## [Perintah Tugas 1]
Tuliskan kembali seluruh teks tentang penerbangan Garuda GA 200 di bawah ini tanpa mengubah apa pun.

## [Kutipan Dokumen]
——
Friday, November 30, 2007

Go Round Captain!

7 Maret 2007, pukul 06.00 WIB. Matari baru saja beranjak dari timur. Sebanyak 126 orang penumpang bergegas memasuki perut pesawat Boeing 737-400 berstempel Garuda Indonesia, bernomor penerbangan GA 200. Tujuh orang awaknya sudah bersedia mengantarkan penumpang dari Bandara Soekarno Hatta Jakarta, menuju Bandara Adi Sucipto Yogyakarta.

Sebagian penumpang adalah tokoh-tokoh masyarakat. Diantaranya adalah Ketua Muhammadiyah Dien Syamsuddin, Kriminolog Adrianus Meliala, juru bicara Kedutaan Besar Australia Elizabeth O’Neill dan mantan Rektor Universitas Gadjah Mada (UGM) Prof Dr Koesnadi Harjosoemantri.
——
## [Baris Data]
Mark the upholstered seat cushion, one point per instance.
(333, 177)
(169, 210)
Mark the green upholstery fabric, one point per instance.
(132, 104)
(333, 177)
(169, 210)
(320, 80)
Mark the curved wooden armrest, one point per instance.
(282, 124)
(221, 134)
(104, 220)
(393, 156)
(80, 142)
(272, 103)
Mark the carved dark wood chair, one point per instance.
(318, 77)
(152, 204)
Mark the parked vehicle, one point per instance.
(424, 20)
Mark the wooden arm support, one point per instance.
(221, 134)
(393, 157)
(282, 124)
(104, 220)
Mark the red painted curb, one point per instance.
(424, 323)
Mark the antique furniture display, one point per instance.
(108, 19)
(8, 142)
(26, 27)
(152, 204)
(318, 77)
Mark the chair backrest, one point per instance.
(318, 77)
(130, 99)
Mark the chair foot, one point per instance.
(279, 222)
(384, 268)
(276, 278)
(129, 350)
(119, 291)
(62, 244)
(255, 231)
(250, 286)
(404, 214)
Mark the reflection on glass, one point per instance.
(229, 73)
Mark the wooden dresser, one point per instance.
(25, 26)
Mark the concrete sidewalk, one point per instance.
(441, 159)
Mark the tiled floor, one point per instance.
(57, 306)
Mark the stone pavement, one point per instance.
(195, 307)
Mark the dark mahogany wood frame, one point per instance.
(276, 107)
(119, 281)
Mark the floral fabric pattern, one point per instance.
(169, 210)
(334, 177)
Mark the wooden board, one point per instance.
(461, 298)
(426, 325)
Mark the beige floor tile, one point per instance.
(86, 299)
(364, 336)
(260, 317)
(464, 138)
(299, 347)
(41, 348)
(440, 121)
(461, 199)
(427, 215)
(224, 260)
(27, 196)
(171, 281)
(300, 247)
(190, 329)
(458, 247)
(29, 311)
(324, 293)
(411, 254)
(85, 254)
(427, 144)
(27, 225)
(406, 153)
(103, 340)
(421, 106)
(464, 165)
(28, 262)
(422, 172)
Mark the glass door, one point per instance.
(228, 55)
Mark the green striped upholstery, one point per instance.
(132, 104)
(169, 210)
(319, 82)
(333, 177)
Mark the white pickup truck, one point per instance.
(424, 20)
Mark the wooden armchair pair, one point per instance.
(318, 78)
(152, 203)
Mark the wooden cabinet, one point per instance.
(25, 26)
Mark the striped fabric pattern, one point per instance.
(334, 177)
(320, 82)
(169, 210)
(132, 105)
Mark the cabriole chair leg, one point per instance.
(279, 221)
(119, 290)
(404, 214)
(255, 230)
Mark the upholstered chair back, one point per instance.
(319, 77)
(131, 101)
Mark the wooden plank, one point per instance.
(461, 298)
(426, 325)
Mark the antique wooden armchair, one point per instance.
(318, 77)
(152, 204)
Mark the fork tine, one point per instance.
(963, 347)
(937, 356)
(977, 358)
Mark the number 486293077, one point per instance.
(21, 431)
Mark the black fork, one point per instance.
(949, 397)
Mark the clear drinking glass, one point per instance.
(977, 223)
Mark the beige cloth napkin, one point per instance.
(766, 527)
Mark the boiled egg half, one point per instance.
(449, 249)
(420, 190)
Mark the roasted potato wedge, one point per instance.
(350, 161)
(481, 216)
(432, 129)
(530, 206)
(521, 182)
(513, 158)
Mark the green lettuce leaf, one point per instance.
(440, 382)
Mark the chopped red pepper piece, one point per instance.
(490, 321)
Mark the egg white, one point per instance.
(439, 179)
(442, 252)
——
## [Perintah Tugas 2]
Ambil dari catatan di atas rentang mulai dari baris yang memuat "Mark the number" sampai baris terakhir catatan, kedua ujungnya ikut, lalu salin hanya baris-baris itu apa adanya.

## [Jawaban Latihan 1]
Friday, November 30, 2007

Go Round Captain!

7 Maret 2007, pukul 06.00 WIB. Matari baru saja beranjak dari timur. Sebanyak 126 orang penumpang bergegas memasuki perut pesawat Boeing 737-400 berstempel Garuda Indonesia, bernomor penerbangan GA 200. Tujuh orang awaknya sudah bersedia mengantarkan penumpang dari Bandara Soekarno Hatta Jakarta, menuju Bandara Adi Sucipto Yogyakarta.

Sebagian penumpang adalah tokoh-tokoh masyarakat. Diantaranya adalah Ketua Muhammadiyah Dien Syamsuddin, Kriminolog Adrianus Meliala, juru bicara Kedutaan Besar Australia Elizabeth O’Neill dan mantan Rektor Universitas Gadjah Mada (UGM) Prof Dr Koesnadi Harjosoemantri.

## [Jawaban Latihan 2]
Mark the number 486293077, one point per instance.
(21, 431)
Mark the black fork, one point per instance.
(949, 397)
Mark the clear drinking glass, one point per instance.
(977, 223)
Mark the beige cloth napkin, one point per instance.
(766, 527)
Mark the boiled egg half, one point per instance.
(449, 249)
(420, 190)
Mark the roasted potato wedge, one point per instance.
(350, 161)
(481, 216)
(432, 129)
(530, 206)
(521, 182)
(513, 158)
Mark the green lettuce leaf, one point per instance.
(440, 382)
Mark the chopped red pepper piece, one point per instance.
(490, 321)
Mark the egg white, one point per instance.
(439, 179)
(442, 252)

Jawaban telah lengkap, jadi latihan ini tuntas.